A faithful copy of each record is required, minus the images.

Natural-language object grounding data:
▬▬▬▬▬▬

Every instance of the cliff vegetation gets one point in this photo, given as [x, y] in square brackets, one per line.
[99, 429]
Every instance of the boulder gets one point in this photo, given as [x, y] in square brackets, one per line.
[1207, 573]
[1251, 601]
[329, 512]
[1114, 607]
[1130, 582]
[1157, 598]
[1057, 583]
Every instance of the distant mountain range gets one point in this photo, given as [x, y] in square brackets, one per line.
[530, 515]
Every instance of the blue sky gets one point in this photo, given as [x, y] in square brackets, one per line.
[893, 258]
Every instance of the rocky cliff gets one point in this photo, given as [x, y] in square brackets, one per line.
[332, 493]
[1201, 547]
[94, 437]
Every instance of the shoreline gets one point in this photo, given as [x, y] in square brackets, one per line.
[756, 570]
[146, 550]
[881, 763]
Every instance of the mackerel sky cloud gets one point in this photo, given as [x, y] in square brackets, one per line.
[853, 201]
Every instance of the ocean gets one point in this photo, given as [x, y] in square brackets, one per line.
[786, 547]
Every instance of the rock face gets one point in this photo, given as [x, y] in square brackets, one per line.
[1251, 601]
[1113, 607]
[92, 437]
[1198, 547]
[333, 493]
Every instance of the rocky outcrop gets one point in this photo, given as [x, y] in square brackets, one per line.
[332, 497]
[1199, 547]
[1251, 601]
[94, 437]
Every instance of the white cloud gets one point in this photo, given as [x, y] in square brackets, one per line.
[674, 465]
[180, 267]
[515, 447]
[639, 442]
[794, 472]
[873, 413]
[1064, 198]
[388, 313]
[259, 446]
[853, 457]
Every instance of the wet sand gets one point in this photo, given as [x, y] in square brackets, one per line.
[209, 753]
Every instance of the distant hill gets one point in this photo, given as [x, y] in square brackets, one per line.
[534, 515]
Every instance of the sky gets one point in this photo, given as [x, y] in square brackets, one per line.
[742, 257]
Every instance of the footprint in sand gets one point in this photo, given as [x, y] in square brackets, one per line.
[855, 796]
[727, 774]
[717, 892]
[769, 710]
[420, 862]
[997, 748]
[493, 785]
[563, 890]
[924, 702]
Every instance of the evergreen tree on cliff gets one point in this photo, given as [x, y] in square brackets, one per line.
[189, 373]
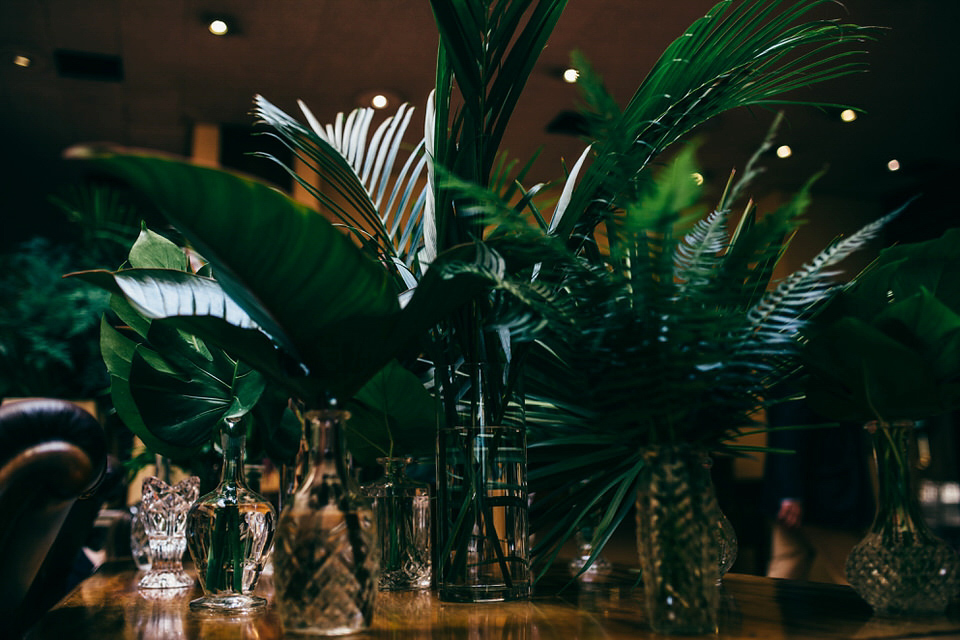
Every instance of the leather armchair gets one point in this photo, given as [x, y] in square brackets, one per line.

▬▬▬▬▬▬

Your solution:
Every instance of the cliff vegetation gets one point in this photo, given as [x, y] in square brackets, one per line.
[99, 429]
Every instance of the boulder gets one point in this photo, given as [x, y] in square brackets, one per line.
[1207, 573]
[1251, 601]
[329, 512]
[1114, 607]
[1130, 582]
[1157, 598]
[1057, 583]
Every instance of the distant mountain range gets one point in this photo, given as [x, y] in square brackets, one per line.
[530, 515]
Every instance of the blue sky gets one point in this photo, given as [x, y] in square brackets, one per line.
[893, 258]
Every instance of the rocky cliff gets one point in this photo, given as [x, y] in square brackets, one per line.
[332, 493]
[1201, 547]
[94, 437]
Every instance of the shoreline gets one point in this photo, given as [x, y] in square brackets, one per line.
[756, 570]
[146, 550]
[881, 763]
Every instance of the mackerel sky cloud gets one point in this photo, given as [x, y] in square brackets, one per line.
[853, 201]
Every instance of the ocean gets one point in this photo, given as [x, y] in square brackets, one per line.
[786, 547]
Every instance of the rock face gets one point in this photo, given as [x, y] in square brackets, one per line.
[1251, 601]
[1113, 607]
[92, 437]
[1198, 547]
[333, 493]
Every instance of the rocky outcrop gets one point in this photo, given as [x, y] in square brackets, one per line.
[332, 497]
[1199, 547]
[1251, 601]
[94, 437]
Every instance of the white cloud gets one point in this photo, given as [x, y] in square brackets, one per line.
[674, 465]
[180, 267]
[515, 447]
[639, 442]
[794, 472]
[873, 413]
[1064, 198]
[388, 313]
[259, 446]
[853, 457]
Every instance of the wet sand gets one point in this photo, given as [x, y] in square brackets, one per line.
[209, 753]
Every instance of the distant hill gets one point in this photo, given as [x, y] in square brackets, one per line.
[534, 515]
Every instance of the sky gets one point in this photo, given as [x, y] in square brackets, one per line.
[742, 257]
Every instance of the footprint in sand gets one point in this photo, given as [x, y] in square brackets, one per line.
[855, 796]
[727, 774]
[717, 892]
[769, 710]
[420, 862]
[997, 748]
[493, 785]
[563, 890]
[924, 702]
Every instance of the evergreen tree on cliff gets one point in this photo, given as [x, y] in square brackets, one per line.
[189, 373]
Every instance of the leather armchair gets one point in this photo, given as [x, y] in square brackets, one per line.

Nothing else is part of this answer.